§ Task to complete
From the data below, set down word for word everything from the line containing "feather and supply updated box coordinates." down to the line containing "[144,225,204,278]", including both of those lines.

start

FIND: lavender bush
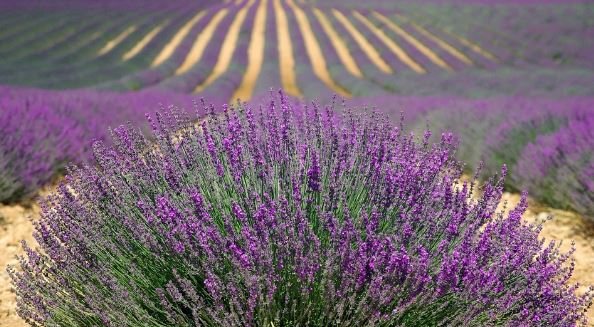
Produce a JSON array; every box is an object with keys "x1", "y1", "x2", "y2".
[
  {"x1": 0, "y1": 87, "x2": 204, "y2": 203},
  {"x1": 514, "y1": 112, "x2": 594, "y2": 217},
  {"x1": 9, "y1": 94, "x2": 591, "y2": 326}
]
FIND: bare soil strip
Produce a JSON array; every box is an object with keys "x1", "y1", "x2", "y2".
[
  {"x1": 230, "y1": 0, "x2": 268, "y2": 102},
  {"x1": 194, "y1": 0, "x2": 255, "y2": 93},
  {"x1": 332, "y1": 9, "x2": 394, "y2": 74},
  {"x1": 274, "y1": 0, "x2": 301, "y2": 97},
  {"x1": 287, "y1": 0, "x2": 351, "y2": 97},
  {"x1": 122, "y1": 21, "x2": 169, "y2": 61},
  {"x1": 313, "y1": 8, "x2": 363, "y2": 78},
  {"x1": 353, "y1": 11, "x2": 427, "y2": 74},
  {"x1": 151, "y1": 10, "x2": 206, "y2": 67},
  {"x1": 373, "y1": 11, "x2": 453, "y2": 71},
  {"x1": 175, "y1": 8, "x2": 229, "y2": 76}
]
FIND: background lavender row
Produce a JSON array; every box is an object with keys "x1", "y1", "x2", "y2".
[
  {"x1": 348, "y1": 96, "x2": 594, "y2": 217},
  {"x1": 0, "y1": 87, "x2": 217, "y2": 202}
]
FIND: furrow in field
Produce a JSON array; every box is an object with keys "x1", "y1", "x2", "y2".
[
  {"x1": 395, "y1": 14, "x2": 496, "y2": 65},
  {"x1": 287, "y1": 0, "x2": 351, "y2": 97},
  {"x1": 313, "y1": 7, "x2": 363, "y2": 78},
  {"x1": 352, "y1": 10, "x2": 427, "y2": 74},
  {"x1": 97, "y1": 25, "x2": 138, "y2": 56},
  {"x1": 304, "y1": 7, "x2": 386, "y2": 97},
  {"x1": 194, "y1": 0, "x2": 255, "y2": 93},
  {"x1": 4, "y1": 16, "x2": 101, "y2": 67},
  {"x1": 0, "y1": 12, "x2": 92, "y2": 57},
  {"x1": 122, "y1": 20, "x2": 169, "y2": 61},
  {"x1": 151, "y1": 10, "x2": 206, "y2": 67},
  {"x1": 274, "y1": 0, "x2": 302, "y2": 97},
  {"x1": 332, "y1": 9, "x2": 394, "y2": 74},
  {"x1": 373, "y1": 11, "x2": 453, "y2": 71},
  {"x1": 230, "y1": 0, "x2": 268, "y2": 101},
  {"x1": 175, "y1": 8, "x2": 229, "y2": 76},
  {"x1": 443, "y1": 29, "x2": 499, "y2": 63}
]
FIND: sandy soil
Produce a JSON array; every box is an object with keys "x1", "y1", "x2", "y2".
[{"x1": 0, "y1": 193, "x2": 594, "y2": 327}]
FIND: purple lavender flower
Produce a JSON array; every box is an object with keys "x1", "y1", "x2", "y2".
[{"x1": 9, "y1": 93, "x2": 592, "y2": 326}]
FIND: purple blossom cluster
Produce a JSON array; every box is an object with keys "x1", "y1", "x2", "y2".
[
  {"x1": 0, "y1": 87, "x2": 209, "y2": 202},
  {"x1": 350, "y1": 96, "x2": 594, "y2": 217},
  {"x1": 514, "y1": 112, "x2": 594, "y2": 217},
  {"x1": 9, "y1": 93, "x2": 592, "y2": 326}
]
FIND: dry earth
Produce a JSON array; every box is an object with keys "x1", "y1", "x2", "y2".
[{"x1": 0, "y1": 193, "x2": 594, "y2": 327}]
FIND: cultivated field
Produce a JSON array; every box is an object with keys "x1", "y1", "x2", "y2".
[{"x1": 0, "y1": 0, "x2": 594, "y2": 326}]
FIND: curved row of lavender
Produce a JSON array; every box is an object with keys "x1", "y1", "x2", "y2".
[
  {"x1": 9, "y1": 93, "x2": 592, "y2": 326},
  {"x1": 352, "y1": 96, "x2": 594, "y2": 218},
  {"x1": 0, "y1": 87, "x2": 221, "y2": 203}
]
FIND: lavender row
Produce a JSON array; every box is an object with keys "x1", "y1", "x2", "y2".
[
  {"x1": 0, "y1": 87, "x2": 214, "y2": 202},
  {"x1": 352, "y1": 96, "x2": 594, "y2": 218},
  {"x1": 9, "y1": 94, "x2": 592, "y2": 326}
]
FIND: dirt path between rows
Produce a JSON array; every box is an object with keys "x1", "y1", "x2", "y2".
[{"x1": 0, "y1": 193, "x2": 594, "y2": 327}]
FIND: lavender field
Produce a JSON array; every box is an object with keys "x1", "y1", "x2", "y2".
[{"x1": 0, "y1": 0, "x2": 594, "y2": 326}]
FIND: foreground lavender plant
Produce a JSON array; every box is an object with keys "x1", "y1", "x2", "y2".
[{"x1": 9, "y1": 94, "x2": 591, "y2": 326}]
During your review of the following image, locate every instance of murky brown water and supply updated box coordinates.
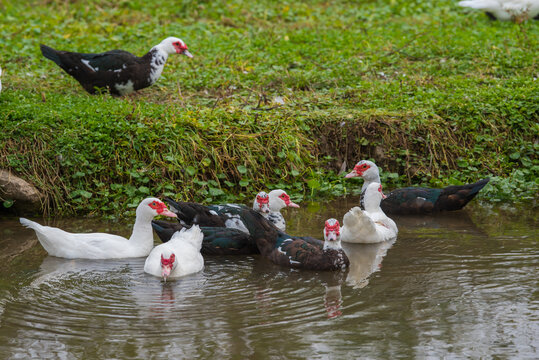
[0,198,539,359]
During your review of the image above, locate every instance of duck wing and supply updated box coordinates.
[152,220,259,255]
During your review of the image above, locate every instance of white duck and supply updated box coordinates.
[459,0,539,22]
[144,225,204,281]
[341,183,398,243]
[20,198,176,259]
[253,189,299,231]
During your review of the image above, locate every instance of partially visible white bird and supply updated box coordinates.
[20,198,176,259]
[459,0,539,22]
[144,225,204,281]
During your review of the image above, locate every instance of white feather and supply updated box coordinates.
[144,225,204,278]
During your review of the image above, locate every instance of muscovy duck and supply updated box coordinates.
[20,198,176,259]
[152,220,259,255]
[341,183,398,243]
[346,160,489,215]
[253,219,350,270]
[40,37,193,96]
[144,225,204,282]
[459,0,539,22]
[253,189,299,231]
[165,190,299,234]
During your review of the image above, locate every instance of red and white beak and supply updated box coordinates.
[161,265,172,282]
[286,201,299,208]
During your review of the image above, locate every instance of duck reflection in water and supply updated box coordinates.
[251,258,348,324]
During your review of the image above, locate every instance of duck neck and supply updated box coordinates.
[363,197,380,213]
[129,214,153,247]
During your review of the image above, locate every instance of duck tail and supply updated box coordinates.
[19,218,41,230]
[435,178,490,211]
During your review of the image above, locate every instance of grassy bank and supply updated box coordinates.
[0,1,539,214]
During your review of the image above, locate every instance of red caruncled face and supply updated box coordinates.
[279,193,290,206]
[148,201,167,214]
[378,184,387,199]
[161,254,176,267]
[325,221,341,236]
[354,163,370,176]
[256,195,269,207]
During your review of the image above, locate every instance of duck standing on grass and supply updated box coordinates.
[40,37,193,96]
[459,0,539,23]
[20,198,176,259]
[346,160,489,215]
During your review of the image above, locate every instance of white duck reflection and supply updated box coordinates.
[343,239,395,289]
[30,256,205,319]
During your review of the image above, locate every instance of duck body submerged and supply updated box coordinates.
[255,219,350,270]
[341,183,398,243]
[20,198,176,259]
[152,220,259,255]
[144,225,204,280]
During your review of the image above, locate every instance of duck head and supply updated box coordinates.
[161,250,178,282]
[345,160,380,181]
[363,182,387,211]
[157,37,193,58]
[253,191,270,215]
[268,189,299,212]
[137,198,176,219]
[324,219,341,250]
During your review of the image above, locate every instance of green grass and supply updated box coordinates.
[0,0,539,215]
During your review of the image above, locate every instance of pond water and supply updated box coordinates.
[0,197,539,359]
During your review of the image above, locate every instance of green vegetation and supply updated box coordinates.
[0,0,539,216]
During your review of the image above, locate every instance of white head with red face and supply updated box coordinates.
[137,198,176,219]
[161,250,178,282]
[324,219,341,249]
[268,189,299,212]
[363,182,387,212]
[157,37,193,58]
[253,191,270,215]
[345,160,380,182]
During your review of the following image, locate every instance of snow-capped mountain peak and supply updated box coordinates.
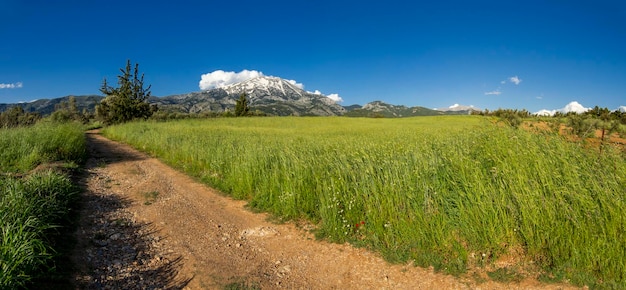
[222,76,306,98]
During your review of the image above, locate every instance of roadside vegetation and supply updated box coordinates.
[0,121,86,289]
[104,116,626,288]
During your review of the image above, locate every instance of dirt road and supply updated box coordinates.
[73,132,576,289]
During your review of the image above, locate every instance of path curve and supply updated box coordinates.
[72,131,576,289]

end

§ Complete output
During your review of the image above, locate every instance of white feather and supply updated box coordinates.
[144,225,204,278]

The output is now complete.